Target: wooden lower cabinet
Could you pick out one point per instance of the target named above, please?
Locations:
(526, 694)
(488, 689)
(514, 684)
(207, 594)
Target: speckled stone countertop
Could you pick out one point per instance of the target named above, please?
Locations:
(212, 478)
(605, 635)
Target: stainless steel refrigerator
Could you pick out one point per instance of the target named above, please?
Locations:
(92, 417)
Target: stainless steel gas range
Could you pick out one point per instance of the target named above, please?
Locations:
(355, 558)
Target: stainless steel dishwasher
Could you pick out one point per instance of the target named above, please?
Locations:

• • • • • • •

| Required work |
Nothing should be dropped or changed, so repeat all of the entries exactly.

| Response area |
Target: wooden lower cabinet
Could you pick out one point per instance of the target named above, please?
Locations:
(526, 694)
(488, 689)
(514, 684)
(207, 594)
Target: speckled stone countertop
Could you pick out one point per instance of the target named above, please?
Locations:
(212, 478)
(605, 635)
Target: stainless steel refrigerator
Could you pick out one point per instance of the target named above, please?
Locations:
(92, 417)
Target: stainless steel gas range
Could you pick out one point per instance of the target named above, please?
Locations:
(355, 558)
Target: stainless steel dishwasher
Could you pick out one point per instance of the target named above, please?
Locations:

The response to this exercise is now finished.